*Work item*:
Repeat each entry in full, exactly.

*Excerpted data*:
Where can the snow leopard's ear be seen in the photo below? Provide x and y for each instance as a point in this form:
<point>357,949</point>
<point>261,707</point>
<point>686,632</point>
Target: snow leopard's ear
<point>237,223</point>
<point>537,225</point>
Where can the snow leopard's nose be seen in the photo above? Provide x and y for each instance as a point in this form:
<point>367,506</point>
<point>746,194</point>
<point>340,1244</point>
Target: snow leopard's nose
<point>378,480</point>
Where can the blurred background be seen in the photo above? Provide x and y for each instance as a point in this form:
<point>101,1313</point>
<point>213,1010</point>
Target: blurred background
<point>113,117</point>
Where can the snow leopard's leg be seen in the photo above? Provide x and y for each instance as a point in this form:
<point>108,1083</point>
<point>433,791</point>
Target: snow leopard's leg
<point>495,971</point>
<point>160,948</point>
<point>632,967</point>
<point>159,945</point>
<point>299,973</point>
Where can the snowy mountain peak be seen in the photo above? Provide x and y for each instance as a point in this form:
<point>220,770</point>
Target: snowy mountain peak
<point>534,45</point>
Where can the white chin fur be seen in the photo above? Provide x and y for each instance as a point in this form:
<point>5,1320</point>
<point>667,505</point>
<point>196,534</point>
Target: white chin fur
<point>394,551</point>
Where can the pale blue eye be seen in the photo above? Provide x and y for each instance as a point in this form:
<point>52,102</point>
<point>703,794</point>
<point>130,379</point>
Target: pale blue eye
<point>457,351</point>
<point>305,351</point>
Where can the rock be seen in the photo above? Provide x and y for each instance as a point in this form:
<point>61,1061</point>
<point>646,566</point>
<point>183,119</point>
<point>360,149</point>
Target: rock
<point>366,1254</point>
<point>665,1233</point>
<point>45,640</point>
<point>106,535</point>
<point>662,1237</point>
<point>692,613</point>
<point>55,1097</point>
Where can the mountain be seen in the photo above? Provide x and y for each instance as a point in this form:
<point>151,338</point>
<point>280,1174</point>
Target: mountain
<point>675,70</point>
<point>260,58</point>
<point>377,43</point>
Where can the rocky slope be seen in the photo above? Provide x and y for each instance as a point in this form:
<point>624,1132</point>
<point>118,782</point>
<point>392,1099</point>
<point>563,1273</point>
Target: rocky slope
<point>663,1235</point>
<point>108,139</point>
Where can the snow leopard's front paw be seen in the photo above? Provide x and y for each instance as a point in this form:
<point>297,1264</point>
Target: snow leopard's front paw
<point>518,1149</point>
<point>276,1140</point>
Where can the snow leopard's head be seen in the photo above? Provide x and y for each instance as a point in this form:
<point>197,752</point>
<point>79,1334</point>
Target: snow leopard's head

*Expected output*:
Where can the snow leopard's ear be seen in the photo below? Provide x and y for each instance as a point in this form:
<point>357,949</point>
<point>261,707</point>
<point>686,632</point>
Target: snow leopard's ear
<point>237,223</point>
<point>537,225</point>
Where can the snow leopard's nose be seen in the photo above? Provide x and y for each instance as a point in this form:
<point>367,506</point>
<point>746,194</point>
<point>340,1244</point>
Target: snow leopard's nose
<point>378,480</point>
Where can the blurred background be seen in the photo above? Provide x and y for each instance as a point in this form:
<point>101,1313</point>
<point>213,1010</point>
Target: blurred background
<point>113,117</point>
Where can the snow leopard's leg be seen in the photo above? Provide x and y for each instance as a point in this form:
<point>108,1083</point>
<point>433,791</point>
Target: snow leopard's leg
<point>495,971</point>
<point>160,948</point>
<point>632,967</point>
<point>159,945</point>
<point>299,973</point>
Where can the snowy mountain peak be seen in the photo above? Provide x and y for each instance as a point in this form:
<point>220,770</point>
Target: snowy mountain peak
<point>534,45</point>
Where can the white chin fur be seen in the photo above? Provide x and y for each instance as a point in this form:
<point>5,1320</point>
<point>667,505</point>
<point>196,534</point>
Target: white chin fur
<point>394,551</point>
Where can the pale blue eye be seen in the photo above? Provide x and y for each instance as a point in this form:
<point>52,102</point>
<point>703,794</point>
<point>130,379</point>
Target: pale blue eye
<point>457,351</point>
<point>305,351</point>
Where can the rock be seen in the photo above? Provide x and y for each instance as a point in this form:
<point>61,1061</point>
<point>646,566</point>
<point>183,119</point>
<point>360,149</point>
Target: rock
<point>366,1254</point>
<point>665,1233</point>
<point>45,640</point>
<point>106,535</point>
<point>662,1237</point>
<point>692,613</point>
<point>55,1097</point>
Where can the mountain be seen in the photo above? Provide x and y for each instance as a point in this form:
<point>151,338</point>
<point>280,1174</point>
Target: mountain
<point>675,70</point>
<point>260,58</point>
<point>377,43</point>
Where can the rocky slope be seen in the photo above? Provide x and y for each instance as a point in this form:
<point>624,1132</point>
<point>118,782</point>
<point>392,1099</point>
<point>563,1273</point>
Target: rocky slope
<point>663,1235</point>
<point>108,139</point>
Where can the snow leopard's front paw be seen in the photo above? Provide x and y for each instance as a point in this form:
<point>297,1264</point>
Target: snow leopard's front paw
<point>518,1149</point>
<point>276,1140</point>
Where can the snow leopard's head be seen in the photo above? Provide x and y for each instance as a point in this form:
<point>197,752</point>
<point>79,1334</point>
Target: snow leopard's head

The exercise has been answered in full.